RECORDS PROVIDED: Begin

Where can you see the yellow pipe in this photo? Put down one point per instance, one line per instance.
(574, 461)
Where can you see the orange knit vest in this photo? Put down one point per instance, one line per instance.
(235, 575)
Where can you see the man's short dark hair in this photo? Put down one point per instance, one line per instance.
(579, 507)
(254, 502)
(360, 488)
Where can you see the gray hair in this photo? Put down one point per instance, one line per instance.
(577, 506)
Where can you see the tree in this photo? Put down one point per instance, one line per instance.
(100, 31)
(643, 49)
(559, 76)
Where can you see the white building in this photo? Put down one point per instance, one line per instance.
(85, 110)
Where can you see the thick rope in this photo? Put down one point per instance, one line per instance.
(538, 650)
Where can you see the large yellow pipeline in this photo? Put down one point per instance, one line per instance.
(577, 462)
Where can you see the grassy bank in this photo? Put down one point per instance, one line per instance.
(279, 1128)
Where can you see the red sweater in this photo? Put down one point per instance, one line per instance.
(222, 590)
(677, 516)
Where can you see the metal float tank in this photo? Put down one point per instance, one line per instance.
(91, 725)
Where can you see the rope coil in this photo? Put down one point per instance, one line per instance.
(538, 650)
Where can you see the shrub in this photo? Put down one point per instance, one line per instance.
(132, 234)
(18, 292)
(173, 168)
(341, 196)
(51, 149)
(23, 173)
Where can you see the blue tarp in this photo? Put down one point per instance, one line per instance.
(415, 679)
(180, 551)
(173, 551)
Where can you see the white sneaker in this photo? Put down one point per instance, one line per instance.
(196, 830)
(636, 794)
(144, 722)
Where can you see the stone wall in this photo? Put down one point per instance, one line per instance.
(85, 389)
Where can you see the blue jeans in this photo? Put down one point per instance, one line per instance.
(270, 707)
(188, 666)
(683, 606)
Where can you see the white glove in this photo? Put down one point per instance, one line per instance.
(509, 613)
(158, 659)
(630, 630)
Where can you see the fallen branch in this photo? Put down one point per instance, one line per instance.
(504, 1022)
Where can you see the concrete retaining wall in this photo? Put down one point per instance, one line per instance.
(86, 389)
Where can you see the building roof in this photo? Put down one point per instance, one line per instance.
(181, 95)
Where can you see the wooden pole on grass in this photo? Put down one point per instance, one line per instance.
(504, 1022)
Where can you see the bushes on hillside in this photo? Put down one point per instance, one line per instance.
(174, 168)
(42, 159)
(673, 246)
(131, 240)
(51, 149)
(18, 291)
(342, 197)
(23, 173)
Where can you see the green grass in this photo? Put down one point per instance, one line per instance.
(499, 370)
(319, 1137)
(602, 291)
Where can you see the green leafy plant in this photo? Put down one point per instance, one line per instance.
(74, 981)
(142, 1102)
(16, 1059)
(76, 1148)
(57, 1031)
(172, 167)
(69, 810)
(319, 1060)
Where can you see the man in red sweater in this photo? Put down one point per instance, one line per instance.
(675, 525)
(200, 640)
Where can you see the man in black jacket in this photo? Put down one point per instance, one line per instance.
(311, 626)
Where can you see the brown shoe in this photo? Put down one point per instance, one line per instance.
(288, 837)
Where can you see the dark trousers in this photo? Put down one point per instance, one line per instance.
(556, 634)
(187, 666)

RECORDS PROVIDED: End

Please return every entry exactly as it appears.

Where can you see the yellow pipe in this photo? Put down one point per instance, one line per instance.
(574, 461)
Where can you see the orange knit vest in this photo? Put down one point per instance, one line per instance.
(235, 575)
Where can you see the man's short dark hair in this photo? Put down one point per instance, one line per instance.
(579, 507)
(254, 502)
(360, 488)
Where can you see the gray hair in this photo? Put down one point per instance, one line per instance.
(577, 506)
Where can you see the tree in this photo? Put down one point per instance, one line per instance.
(100, 31)
(643, 49)
(559, 76)
Where can you see the white building in this photo? Put down one point per instance, one line per instance.
(85, 110)
Where can you see the thick rope in this photo? Put down one point per instance, one line per instance.
(538, 650)
Where can you see the large yellow pipeline in this photo? Put down one point per instance, one line per instance.
(577, 462)
Where can you see the grassy bank in this photo? Put down one point per instance, one line per instance.
(279, 1128)
Where can you see the red sweater in this photo? Put down one point per instance, one line per instance.
(222, 590)
(677, 516)
Where can you see the metal float tank in this photo? Put down one point per instance, one line per instance.
(91, 725)
Where can you see the rope coil in this photo? Put down one point per instance, one line per instance.
(538, 650)
Where can you see the shrub in this photo? Put down one point per instance, one line per instance.
(132, 234)
(18, 292)
(173, 168)
(341, 196)
(51, 149)
(23, 173)
Where can you see the blue tarp in this photo? Put down one point per instance, one line per instance.
(415, 679)
(180, 551)
(173, 551)
Where can you see the white sneaker in this photo? Put down one point per instance, one line per instance.
(196, 830)
(636, 794)
(144, 722)
Where can you see the stone wall in this photo? Put down one point per instance, one line per instance.
(85, 389)
Where can you see the blue jeans in this photo? Put down one point per instance, one line per instance.
(270, 707)
(188, 666)
(683, 606)
Where can you see the white glove in this photo? Put down one point per instance, one line per instance.
(509, 613)
(158, 659)
(630, 630)
Where can you see the fallen branch in this photo? Put down one point per instance, one line per instance.
(504, 1022)
Where can you see the concrete retaining wall in this photo? Put down one point per instance, one line per instance.
(86, 389)
Where can you see the building roof in this photo? Put down one point per instance, one line per instance.
(181, 95)
Where can you see the wooden pole on grass in this photo? Put down one point per instance, one line per instance.
(504, 1022)
Where can you see the bushes on hillside in this photo? Put down one point per instance, one line per instance.
(174, 168)
(42, 159)
(673, 246)
(131, 240)
(51, 149)
(18, 291)
(342, 197)
(23, 173)
Where can you see the green grass in this photo? Put down one point per instance, one line per instance.
(499, 370)
(319, 1137)
(602, 291)
Where can you see the green leafy plant in this photo? Put down one point per instance, one line per instance.
(74, 981)
(142, 1102)
(16, 1059)
(76, 1148)
(57, 1031)
(172, 167)
(69, 810)
(319, 1060)
Where can you see the man in red sweater in this photo? Put down one point per instance, one line per instance.
(675, 525)
(200, 640)
Where can you see the man in black jacket in this photo? Put down one point per instance, one line per instance.
(311, 626)
Where can you see the brown shoe in this photo? Put down one point per instance, one line per instance.
(288, 837)
Where can you see the dark trousers in this photo? Put down one point per instance, one line per instance.
(556, 634)
(187, 666)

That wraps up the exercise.